_Supplied material:_

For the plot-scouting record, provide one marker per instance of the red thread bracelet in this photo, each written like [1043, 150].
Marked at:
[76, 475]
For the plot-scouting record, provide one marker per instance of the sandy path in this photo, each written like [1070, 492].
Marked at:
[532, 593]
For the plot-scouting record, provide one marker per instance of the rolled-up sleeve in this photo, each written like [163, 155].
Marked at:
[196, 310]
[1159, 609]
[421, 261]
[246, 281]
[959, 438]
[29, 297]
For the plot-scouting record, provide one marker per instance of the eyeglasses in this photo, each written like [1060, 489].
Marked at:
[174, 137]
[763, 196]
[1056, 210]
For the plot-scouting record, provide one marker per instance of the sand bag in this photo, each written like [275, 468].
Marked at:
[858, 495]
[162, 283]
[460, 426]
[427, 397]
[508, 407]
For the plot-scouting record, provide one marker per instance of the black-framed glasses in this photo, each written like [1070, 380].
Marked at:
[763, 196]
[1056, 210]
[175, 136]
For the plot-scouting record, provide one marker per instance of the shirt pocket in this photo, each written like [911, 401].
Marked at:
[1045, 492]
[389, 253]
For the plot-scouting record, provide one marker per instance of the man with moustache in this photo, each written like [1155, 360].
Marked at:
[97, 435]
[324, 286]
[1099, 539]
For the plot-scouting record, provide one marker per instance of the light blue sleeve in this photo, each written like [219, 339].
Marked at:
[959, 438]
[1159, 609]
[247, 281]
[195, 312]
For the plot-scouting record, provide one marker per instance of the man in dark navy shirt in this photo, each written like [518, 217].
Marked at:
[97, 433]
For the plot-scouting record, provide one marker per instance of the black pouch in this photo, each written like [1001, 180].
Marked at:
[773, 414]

_Written exercise:_
Your task is to repeat each line of the material exactly.

_Final result:_
For the plot-scouting record, provide one marker per instance of the red thread bracelet in this photo, each written like [1043, 150].
Marked at:
[76, 475]
For the plot-scouting record, provide one marker per instance of the sandy path in this photo, each written like [1070, 492].
Marked at:
[532, 593]
For the plot-scouting record, provide one marker per instance of the rolled-up sleeve in this photo, each written like [163, 155].
Marked at:
[196, 310]
[1159, 609]
[421, 261]
[246, 281]
[959, 438]
[29, 297]
For the plot-scouting record, provide one marker per instance of the eyeglasses in this photo, each written like [1060, 489].
Marked at:
[174, 137]
[763, 196]
[1056, 210]
For the plot-scouting record, provide one marker per instance of the sand bag in this photo, each written like [275, 468].
Marked at:
[858, 495]
[162, 283]
[460, 426]
[427, 397]
[508, 407]
For the plot-scouting record, provide one marker per instance of the black-framed glasses in this photo, each written like [1070, 380].
Marked at:
[763, 196]
[1056, 210]
[175, 136]
For the plot-scouting record, provide one marker per instance of the shirt pocket in this photo, each written like [911, 401].
Marked at:
[1045, 492]
[389, 253]
For the plot-scouting record, provide one marker per instance of the man with moustache in this photo, each written like [1155, 360].
Marked at:
[97, 435]
[324, 286]
[1099, 539]
For the plot-scouting record, provide one marker per instance of the light blue sleeve in this photo, each written like [219, 339].
Marked at:
[959, 438]
[1159, 609]
[247, 281]
[195, 312]
For the plot-scouting record, provide one marker per instance of the man in dark navy shirt in this photo, each written like [518, 217].
Marked at:
[97, 433]
For the plot-scouting record, provide one marker per instance of the black pouch in this photo, each written like [1001, 180].
Marked at:
[773, 414]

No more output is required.